__What you will do__
(1) Answer these questions using the post on Afghan miniskirts:
(a) What position did McMaster hold?
(b) How long had the US military presence in Afghanistan lasted, according to the Washington Post report cited?
(c) Which insurgency now accompanies the Taliban insurgency?
(2) Reproduce word for word the part of the post on Afghan miniskirts that opens with the words "Sixteen years later, the" and closes with "for the corrupt central government...".

__Text excerpt__
○ ○ ○ ○ ○ ○ ○
Monday, May 13, 2019

"The Weaponization of Nostalgia: How Afghan Miniskirts Became the Latest Salvo in the War on Terror"



"US national security adviser McMaster showed Donald Trump 1970s-era photos of Afghan women wearing miniskirts in order to convince him to maintain the 16-year-long US military presence in the country, the Washington Post reported this week... 

Like the Europeans who supported the “civilizing mission” of colonialism before them, this new generation of colonial feminists jumped on the bandwagon to “free” Afghanistan’s women without considering what liberation at gunpoint would deliver.
Sixteen years later, the US is still occupying Afghanistan, and women are hardly freer. Indeed, heavy-handed US tactics have isolated large segments of the population and fueled the Taliban insurgency, which is now accompanied by an ISIS insurgency as well. While there are bright spots of progress across the country, these are often in spite of the US occupation and its support for the corrupt central government... 

As Mohammad Qayoumi, who published a book of old photogaphs explained: “Remembering Afghanistan’s hopeful past only makes its present misery seem more tragic. But it is important to know that disorder, terrorism, and violence against schools that educate girls are not inevitable. I want to show Afghanistan’s youth of today how their parents and grandparents really lived.”
○ ○ ○ ○ ○ ○ ○
Data records

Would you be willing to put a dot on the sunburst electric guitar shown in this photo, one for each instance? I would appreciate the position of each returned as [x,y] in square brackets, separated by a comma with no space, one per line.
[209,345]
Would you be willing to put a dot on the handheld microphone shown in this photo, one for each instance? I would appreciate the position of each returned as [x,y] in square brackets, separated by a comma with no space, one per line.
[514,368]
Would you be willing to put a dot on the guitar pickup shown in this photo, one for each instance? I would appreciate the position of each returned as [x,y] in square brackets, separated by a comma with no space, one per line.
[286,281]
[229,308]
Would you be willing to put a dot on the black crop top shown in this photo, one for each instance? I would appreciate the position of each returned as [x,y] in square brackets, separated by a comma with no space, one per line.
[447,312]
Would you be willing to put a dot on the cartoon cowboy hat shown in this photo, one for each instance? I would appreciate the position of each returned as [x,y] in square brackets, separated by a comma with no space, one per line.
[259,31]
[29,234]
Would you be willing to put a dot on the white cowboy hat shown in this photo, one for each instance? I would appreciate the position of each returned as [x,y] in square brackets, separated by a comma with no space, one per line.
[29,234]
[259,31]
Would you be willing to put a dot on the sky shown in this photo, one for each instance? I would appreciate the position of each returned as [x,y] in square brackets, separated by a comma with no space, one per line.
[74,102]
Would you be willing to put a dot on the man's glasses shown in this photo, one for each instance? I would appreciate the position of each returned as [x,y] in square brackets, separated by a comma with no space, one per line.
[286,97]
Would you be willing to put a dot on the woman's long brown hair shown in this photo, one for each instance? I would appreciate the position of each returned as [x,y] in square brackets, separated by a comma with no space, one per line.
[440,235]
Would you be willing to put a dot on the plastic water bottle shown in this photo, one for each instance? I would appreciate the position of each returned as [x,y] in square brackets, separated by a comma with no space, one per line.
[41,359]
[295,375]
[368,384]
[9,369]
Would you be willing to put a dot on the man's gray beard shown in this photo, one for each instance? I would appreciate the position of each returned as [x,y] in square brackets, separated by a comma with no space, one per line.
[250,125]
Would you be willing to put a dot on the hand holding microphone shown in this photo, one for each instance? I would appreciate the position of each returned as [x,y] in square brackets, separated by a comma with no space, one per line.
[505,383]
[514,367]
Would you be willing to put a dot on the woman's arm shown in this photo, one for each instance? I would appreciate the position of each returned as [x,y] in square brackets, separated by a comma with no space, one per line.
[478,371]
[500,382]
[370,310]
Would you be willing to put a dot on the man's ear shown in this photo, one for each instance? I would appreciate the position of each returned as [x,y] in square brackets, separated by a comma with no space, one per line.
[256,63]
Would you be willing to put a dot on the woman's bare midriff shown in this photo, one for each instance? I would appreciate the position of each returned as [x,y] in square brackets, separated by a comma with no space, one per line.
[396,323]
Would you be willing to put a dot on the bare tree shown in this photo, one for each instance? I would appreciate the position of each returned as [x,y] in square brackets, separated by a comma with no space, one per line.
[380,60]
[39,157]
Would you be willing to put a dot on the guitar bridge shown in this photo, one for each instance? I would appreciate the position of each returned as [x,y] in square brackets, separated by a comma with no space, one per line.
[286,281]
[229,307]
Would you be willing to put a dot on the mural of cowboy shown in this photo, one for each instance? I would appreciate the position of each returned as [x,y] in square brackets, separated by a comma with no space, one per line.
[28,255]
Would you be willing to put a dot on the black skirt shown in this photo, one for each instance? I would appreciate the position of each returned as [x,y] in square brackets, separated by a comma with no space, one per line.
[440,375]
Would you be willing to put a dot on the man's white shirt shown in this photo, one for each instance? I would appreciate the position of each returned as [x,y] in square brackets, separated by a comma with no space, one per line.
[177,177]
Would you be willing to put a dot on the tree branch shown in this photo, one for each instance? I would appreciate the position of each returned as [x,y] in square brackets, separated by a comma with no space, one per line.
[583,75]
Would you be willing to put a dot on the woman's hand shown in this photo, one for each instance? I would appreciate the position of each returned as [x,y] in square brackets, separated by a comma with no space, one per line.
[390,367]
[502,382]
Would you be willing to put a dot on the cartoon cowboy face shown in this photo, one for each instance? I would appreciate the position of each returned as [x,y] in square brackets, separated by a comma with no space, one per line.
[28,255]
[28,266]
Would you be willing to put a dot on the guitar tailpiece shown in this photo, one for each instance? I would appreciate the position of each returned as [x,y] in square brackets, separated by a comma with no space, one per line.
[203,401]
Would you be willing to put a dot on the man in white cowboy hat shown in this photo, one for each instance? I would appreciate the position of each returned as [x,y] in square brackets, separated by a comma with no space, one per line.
○ ○ ○ ○ ○ ○ ○
__Results__
(1)
(a) US national security adviser
(b) 16 years
(c) An ISIS insurgency

(2)
Sixteen years later, the US is still occupying Afghanistan, and women are hardly freer. Indeed, heavy-handed US tactics have isolated large segments of the population and fueled the Taliban insurgency, which is now accompanied by an ISIS insurgency as well. While there are bright spots of progress across the country, these are often in spite of the US occupation and its support for the corrupt central government...